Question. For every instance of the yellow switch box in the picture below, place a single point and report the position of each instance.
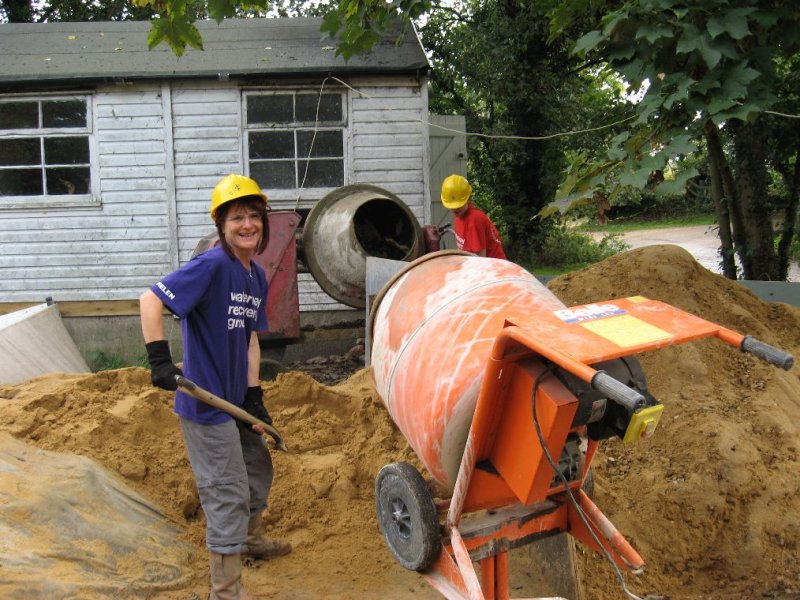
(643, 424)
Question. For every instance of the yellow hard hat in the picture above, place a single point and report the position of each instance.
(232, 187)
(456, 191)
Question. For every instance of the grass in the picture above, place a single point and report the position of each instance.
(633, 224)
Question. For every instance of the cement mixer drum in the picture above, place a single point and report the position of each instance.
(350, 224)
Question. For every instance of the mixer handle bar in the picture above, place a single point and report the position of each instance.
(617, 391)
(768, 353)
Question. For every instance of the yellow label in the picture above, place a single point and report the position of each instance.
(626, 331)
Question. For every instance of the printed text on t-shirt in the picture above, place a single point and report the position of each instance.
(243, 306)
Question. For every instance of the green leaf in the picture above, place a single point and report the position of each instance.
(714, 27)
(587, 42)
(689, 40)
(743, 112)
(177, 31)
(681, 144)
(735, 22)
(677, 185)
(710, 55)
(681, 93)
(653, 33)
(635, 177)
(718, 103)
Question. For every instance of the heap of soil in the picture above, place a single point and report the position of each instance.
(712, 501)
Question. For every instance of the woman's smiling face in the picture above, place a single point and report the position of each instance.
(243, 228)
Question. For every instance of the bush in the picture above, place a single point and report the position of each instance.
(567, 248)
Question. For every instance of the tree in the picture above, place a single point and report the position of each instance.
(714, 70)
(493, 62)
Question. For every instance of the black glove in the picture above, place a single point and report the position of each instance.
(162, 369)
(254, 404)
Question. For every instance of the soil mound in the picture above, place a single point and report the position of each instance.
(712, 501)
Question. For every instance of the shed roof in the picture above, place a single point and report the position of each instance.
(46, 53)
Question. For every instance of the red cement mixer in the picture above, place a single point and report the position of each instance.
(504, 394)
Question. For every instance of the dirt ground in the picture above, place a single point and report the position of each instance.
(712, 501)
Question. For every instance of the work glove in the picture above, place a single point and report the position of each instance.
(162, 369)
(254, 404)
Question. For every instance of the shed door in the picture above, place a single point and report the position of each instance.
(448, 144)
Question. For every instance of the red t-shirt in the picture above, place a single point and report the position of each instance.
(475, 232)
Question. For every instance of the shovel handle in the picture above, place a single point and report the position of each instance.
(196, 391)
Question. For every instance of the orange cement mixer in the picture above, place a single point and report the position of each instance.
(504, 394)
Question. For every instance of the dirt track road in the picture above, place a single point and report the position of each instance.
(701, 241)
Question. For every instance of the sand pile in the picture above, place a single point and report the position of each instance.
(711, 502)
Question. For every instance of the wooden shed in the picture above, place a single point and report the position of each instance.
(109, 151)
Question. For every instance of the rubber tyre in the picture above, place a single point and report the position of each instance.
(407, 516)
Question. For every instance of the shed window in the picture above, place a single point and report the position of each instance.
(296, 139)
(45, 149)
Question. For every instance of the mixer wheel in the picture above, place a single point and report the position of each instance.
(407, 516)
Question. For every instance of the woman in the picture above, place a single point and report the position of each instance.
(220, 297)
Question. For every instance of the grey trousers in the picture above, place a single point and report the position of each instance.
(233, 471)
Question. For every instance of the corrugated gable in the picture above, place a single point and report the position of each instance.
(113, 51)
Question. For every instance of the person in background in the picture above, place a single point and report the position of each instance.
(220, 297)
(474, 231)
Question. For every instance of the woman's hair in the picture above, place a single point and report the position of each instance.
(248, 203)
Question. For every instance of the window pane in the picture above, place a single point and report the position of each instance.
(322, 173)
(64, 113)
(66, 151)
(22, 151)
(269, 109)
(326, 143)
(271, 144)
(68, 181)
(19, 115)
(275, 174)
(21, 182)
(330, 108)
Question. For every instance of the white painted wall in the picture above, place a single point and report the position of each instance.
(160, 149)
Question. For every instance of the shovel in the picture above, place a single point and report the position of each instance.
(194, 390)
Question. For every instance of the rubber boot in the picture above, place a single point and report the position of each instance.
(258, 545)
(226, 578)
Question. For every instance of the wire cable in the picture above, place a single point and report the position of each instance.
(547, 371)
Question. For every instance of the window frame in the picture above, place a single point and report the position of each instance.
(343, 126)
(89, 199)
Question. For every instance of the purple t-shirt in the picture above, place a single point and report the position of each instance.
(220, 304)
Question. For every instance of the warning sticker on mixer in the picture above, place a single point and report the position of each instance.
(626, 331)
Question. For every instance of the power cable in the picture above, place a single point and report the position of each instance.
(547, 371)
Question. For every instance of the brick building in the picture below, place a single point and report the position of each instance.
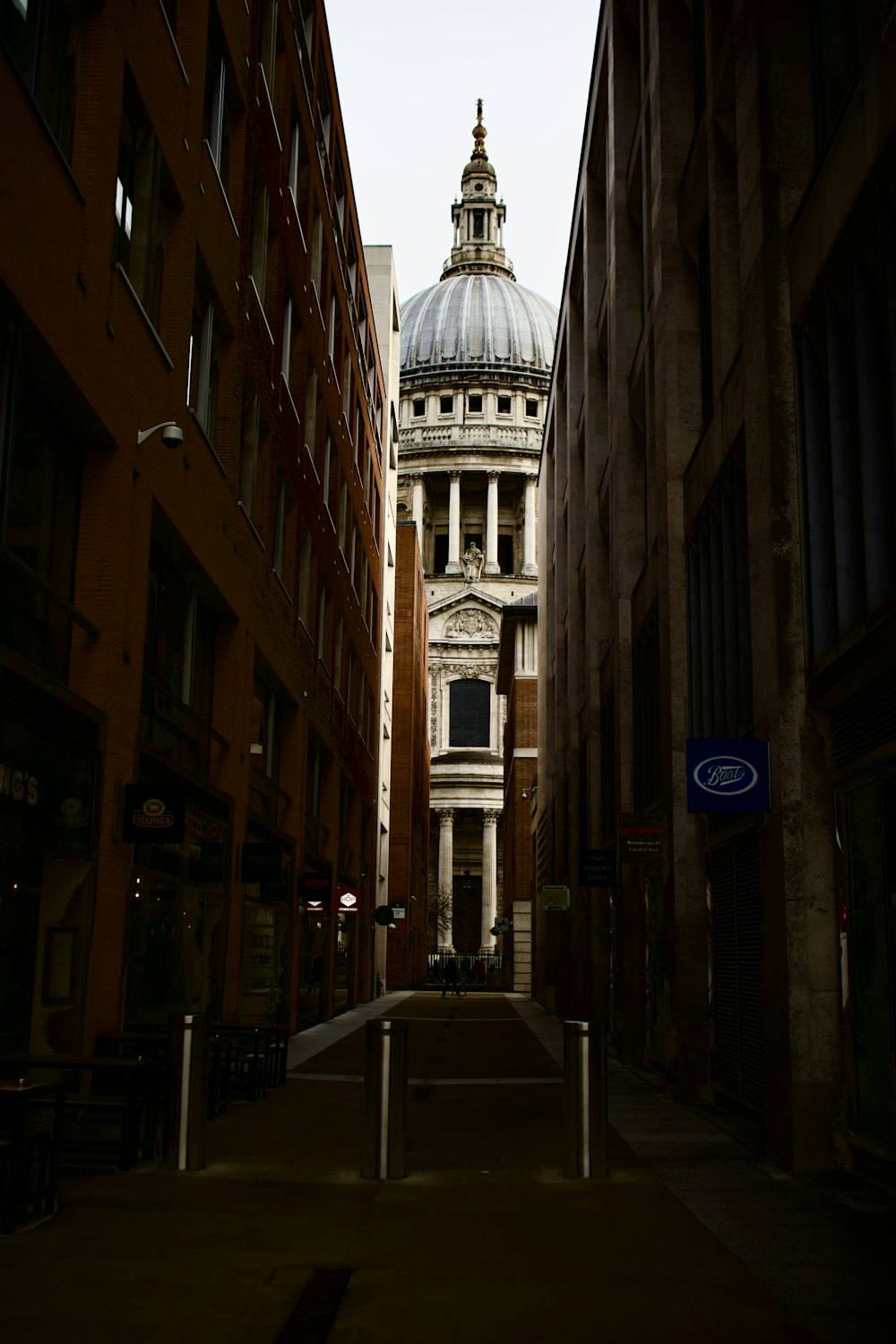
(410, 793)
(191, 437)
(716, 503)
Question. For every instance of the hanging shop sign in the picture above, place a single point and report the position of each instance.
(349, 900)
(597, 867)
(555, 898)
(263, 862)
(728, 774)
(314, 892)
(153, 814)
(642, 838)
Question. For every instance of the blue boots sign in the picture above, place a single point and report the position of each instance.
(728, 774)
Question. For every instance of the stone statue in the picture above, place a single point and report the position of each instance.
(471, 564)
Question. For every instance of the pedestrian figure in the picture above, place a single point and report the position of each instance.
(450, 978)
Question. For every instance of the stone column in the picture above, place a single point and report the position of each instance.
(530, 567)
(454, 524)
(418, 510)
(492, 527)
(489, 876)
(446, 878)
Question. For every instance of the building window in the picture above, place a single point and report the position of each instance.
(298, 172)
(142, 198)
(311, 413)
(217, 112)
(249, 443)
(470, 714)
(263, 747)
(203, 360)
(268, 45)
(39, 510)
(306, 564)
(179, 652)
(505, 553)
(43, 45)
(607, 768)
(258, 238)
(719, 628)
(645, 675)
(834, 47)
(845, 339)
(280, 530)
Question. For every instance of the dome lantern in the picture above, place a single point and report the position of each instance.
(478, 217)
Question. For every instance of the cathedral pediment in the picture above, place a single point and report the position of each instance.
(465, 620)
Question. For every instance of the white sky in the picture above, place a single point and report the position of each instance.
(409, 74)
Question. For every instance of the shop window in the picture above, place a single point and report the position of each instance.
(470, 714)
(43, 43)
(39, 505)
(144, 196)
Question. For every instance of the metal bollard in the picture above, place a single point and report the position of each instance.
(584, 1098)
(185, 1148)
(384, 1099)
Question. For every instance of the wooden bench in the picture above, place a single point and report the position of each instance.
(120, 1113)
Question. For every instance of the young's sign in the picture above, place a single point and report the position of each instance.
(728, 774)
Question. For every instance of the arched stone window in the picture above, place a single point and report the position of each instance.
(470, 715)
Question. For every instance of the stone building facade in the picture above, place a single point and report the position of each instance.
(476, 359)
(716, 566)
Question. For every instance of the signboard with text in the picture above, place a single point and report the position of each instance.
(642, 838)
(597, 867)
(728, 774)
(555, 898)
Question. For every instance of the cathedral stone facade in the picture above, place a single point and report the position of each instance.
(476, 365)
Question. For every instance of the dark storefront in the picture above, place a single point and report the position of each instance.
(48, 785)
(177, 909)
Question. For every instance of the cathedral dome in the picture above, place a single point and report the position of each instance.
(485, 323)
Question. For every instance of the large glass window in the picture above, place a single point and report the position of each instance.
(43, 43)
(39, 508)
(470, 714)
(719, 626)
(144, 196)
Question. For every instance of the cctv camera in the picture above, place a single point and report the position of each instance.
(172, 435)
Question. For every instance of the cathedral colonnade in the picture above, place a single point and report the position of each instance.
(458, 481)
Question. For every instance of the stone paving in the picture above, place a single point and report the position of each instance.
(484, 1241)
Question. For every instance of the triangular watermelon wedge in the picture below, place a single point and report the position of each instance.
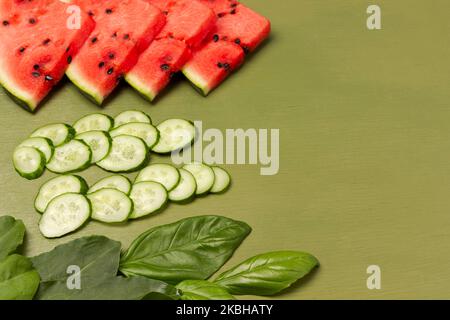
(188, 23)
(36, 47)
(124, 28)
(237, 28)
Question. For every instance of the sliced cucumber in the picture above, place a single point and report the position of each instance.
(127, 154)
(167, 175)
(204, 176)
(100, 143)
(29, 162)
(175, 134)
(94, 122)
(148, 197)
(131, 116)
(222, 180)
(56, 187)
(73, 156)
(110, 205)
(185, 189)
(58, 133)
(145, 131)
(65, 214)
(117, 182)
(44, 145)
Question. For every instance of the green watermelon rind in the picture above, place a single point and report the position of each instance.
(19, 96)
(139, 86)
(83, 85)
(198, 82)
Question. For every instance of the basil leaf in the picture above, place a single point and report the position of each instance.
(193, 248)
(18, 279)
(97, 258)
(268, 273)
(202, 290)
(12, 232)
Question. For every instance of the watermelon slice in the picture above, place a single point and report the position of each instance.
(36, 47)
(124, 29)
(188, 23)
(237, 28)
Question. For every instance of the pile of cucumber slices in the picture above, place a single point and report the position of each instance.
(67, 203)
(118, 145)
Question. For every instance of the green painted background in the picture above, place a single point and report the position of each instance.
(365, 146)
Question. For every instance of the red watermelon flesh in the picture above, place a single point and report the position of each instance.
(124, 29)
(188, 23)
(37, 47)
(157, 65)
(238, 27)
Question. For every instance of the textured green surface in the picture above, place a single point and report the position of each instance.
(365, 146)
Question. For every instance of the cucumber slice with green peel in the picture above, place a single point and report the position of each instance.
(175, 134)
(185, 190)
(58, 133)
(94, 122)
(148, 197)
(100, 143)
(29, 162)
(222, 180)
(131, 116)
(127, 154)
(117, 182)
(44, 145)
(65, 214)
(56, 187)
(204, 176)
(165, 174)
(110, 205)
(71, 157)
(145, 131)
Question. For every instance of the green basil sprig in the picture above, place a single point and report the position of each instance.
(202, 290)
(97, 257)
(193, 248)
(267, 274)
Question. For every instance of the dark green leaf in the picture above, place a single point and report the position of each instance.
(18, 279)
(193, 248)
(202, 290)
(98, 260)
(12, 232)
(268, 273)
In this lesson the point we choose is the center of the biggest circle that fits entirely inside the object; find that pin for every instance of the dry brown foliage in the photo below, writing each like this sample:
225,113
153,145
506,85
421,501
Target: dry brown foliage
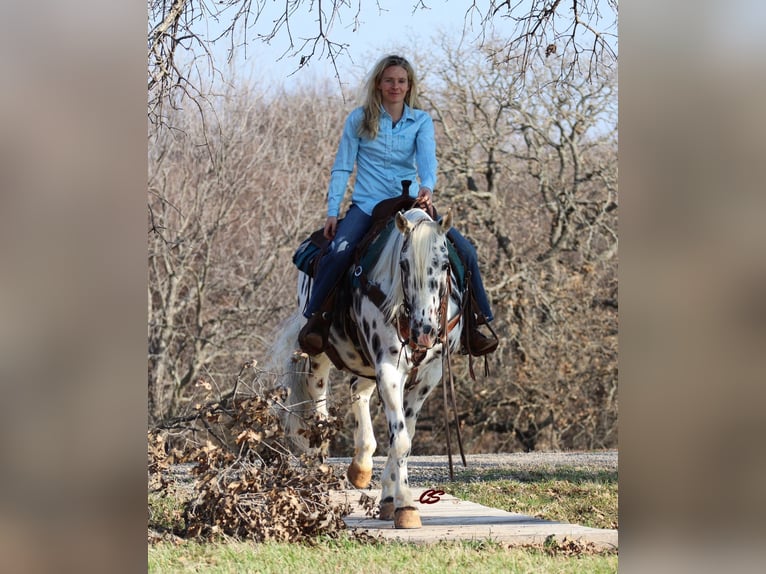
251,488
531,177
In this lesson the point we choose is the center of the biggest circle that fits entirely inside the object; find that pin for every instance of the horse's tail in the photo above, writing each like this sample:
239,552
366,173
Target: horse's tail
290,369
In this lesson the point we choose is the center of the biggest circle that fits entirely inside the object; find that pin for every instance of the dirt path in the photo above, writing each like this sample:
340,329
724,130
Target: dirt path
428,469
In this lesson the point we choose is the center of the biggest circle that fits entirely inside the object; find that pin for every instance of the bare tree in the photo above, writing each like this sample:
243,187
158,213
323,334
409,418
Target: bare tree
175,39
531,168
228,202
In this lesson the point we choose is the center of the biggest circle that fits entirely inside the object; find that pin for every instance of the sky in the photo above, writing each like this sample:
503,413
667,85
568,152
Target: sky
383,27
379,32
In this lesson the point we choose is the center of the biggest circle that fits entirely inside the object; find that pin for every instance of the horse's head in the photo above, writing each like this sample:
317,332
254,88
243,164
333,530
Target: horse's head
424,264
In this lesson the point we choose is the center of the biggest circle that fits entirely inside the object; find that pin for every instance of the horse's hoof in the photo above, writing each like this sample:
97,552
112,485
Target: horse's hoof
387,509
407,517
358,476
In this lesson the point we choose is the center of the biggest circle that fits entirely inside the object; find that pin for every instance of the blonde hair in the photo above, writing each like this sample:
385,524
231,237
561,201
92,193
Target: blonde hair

● **EXERCISE DIRECTIONS**:
Output only the lines from the line that contains "Target: horse's head" through the end of the entries, both included, exactly as they appear.

● **SOLVED PROBLEM**:
Target: horse's head
424,264
In this lesson the point we choose is the center of the biggest circle that fits entirely inside the object; find that pin for every instance of the horse's hoof in the photo above, writing each like this sample:
97,552
112,485
Target: horse's hoof
387,509
407,517
358,476
In this lesson the point we choose is the center of the biggest circle that fits entirely inside the object; find that pin for every instance of the blonde hair in the photo above, writing each like this sample:
385,524
231,237
561,201
92,193
Target: blonde hair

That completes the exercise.